(Point localization data)
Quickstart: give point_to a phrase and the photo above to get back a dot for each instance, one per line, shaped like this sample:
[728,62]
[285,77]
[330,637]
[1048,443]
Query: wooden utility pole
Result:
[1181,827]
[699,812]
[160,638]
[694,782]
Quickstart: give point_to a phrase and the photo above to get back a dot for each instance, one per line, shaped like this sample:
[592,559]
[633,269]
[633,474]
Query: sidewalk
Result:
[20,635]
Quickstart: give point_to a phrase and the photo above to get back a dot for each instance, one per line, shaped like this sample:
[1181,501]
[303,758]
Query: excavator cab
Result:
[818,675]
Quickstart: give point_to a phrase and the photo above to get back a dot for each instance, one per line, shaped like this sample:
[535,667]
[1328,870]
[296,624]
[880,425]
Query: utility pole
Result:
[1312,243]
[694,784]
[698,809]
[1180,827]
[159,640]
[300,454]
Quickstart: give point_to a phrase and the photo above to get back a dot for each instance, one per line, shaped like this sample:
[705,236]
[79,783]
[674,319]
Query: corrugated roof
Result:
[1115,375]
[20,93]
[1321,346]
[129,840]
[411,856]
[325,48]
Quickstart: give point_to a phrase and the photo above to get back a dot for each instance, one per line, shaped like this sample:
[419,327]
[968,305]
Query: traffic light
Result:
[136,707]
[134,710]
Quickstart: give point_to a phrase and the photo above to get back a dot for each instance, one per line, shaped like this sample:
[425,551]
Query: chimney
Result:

### Task item
Wherever a line above contains the string "pole", copy that line.

### Exercise result
Query: wooden utility pole
Query: utility pole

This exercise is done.